[EXTRACTED INFORMATION]

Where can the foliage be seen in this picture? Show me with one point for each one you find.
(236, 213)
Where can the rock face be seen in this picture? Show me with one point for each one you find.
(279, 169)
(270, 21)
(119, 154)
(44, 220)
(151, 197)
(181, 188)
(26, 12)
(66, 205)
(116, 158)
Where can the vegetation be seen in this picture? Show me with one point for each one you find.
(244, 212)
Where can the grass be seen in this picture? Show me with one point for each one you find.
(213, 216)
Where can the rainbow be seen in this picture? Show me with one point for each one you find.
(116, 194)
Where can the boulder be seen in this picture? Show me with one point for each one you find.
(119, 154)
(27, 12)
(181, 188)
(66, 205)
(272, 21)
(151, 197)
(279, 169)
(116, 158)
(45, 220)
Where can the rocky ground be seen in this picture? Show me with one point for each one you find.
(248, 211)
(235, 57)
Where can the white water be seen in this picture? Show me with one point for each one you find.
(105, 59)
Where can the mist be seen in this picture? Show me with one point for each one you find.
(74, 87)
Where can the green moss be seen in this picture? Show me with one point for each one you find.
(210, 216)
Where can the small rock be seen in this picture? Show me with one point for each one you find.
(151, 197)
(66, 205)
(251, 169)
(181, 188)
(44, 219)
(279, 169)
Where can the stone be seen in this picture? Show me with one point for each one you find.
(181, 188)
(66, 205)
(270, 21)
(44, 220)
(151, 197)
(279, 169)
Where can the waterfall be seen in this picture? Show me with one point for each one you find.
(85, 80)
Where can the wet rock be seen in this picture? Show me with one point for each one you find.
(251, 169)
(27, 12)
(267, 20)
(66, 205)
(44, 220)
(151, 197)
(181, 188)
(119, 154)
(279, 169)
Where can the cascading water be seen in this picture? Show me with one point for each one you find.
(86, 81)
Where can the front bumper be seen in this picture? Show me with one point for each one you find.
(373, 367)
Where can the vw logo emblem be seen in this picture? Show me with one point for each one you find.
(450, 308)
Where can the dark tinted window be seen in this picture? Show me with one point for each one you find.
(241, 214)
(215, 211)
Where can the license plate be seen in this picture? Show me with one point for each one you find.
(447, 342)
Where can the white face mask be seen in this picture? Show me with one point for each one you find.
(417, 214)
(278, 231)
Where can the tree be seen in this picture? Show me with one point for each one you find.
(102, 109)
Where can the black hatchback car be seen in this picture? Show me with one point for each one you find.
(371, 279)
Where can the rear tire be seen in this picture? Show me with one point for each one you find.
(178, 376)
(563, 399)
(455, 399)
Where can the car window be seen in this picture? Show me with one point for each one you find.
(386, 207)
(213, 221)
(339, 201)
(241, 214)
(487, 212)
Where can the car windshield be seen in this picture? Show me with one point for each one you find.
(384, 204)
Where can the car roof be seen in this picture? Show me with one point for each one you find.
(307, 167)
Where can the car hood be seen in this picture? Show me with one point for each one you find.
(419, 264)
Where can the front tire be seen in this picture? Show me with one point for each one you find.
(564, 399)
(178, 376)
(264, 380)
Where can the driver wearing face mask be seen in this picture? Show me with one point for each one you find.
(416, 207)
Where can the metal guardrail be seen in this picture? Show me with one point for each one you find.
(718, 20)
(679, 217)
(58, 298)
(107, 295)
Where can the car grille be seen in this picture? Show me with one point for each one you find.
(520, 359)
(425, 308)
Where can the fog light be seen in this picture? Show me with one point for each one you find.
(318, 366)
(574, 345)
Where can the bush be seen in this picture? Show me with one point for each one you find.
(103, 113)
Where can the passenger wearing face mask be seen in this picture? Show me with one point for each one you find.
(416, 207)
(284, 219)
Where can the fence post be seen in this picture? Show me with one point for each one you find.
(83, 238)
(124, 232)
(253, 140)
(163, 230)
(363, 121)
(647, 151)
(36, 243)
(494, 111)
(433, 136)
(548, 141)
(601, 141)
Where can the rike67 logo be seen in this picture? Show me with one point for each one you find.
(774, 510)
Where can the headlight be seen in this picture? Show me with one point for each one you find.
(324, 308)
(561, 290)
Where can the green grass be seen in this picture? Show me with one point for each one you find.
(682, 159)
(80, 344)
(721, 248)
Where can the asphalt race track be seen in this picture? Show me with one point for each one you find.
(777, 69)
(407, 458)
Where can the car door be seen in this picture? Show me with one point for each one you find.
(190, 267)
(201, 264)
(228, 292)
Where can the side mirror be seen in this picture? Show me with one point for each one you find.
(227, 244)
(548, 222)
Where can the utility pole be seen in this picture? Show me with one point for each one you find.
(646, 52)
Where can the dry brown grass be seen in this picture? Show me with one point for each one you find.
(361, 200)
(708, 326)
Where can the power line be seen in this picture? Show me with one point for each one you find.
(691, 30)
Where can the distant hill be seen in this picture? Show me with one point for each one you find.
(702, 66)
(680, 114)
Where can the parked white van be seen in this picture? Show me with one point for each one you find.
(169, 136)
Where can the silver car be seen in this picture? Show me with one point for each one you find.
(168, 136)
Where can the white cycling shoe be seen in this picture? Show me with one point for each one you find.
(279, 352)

[BRIEF]
Copy out, word for word, the stretch from the line that contains "Where can the white cycling" through the end of the entries, including both ends.

[IN RESPONSE]
Where can the white cycling shoe be seen in this picture? Show me with one point for each one you find.
(279, 352)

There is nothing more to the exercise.